[What this task involves]:
Copy out the complete listing, word for word.

• • • •

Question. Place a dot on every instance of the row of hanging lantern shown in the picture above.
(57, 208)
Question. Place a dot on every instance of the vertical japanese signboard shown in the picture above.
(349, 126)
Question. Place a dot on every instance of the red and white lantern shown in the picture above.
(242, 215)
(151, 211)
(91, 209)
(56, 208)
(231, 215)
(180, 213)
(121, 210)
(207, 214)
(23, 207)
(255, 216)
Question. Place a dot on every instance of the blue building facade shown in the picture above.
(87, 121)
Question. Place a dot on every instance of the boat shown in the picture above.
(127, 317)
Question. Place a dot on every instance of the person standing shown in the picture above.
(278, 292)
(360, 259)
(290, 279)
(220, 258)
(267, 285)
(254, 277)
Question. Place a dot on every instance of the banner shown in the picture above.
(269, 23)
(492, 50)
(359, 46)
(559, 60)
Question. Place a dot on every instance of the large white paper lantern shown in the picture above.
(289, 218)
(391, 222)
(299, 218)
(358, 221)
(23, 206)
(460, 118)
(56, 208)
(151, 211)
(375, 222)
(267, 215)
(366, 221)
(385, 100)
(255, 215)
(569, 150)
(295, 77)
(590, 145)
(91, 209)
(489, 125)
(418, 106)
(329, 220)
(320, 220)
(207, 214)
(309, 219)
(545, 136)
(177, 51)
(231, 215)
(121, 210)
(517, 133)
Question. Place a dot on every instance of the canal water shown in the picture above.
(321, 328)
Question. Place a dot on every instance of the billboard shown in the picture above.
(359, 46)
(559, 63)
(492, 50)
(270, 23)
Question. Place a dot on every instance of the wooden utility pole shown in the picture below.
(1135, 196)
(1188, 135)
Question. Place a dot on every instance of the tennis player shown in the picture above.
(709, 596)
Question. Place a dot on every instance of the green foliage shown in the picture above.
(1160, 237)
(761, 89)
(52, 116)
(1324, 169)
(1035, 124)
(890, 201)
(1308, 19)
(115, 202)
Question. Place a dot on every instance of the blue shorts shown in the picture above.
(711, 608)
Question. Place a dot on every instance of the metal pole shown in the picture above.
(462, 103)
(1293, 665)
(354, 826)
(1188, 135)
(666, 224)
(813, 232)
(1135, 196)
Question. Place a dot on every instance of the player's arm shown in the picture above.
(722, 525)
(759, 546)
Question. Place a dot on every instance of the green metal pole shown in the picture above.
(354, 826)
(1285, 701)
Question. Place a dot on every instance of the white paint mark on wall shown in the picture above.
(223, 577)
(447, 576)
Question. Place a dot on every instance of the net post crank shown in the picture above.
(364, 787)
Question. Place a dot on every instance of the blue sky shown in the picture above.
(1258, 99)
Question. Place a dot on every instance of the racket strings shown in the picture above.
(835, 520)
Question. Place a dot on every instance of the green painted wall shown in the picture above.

• • • •

[Solution to the problem]:
Question. Place a dot on every instance of the row of hanging lantern shown in the picture above.
(57, 208)
Question. Place a dot on every instance of the vertical japanese signboard shown in the picture above.
(349, 126)
Question. Place a dot on every instance of the red and white lantern shown in the picture above.
(242, 215)
(151, 211)
(91, 209)
(56, 208)
(231, 215)
(180, 213)
(121, 210)
(207, 214)
(23, 207)
(255, 216)
Question. Place a dot on every instance of the blue building facade shown in the picture above.
(87, 121)
Question. Place a dot on every instance of the boat shown in the picture above.
(127, 317)
Question. Place a dot on every instance of the person standing shown in the picture above.
(278, 292)
(360, 259)
(290, 279)
(220, 258)
(267, 285)
(254, 277)
Question. Place a dot on every instance of the banner shown in the picture above.
(269, 23)
(492, 50)
(359, 46)
(559, 60)
Question. Place a dot on every instance of the large white paper lantern shown in the picture above.
(289, 218)
(391, 222)
(299, 218)
(358, 221)
(23, 206)
(460, 118)
(56, 208)
(151, 211)
(375, 222)
(267, 215)
(366, 221)
(385, 100)
(255, 215)
(569, 150)
(295, 77)
(590, 145)
(91, 209)
(489, 125)
(418, 106)
(329, 220)
(320, 220)
(207, 214)
(309, 219)
(545, 136)
(177, 51)
(231, 215)
(121, 210)
(517, 133)
Question. Place a dot on every instance of the canal water shown in the picture above.
(321, 328)
Question. Place a dot on every instance of the billboard shown in the picture above.
(359, 46)
(559, 63)
(492, 50)
(270, 23)
Question. Place a dot on every instance of the wooden utility pole shown in the picture below.
(1135, 196)
(1188, 135)
Question. Place a dot on every instance of the tennis player shown in the picture above.
(709, 596)
Question. Place a dot on every instance of the green foliage shown in the picture above.
(1160, 237)
(761, 89)
(52, 116)
(1324, 169)
(1035, 124)
(890, 201)
(1308, 19)
(115, 202)
Question. Place a dot on every instance of the blue shorts shown in the picture above.
(711, 608)
Question. Place a dot on every instance of the metal pole shown in the picture above.
(462, 103)
(1293, 665)
(354, 826)
(1188, 135)
(666, 224)
(813, 232)
(1135, 196)
Question. Place a dot on every instance of the player's arm shown in the picture above.
(722, 525)
(759, 546)
Question. Place a dot on every instance of the green metal pole shown in the picture above.
(354, 826)
(1285, 701)
Question. Place a dot on every instance of the white paint mark on wall shown in the picture above.
(223, 577)
(447, 576)
Question. Place a dot on every instance of the net post crank shown in the picture above.
(364, 787)
Question. Place a dot on every instance of the blue sky shown in the picture above.
(1258, 99)
Question. Place a dot on every instance of the racket strings shown in the picture above.
(835, 520)
Question. Place a dot on every instance of the green painted wall shown in the picture above.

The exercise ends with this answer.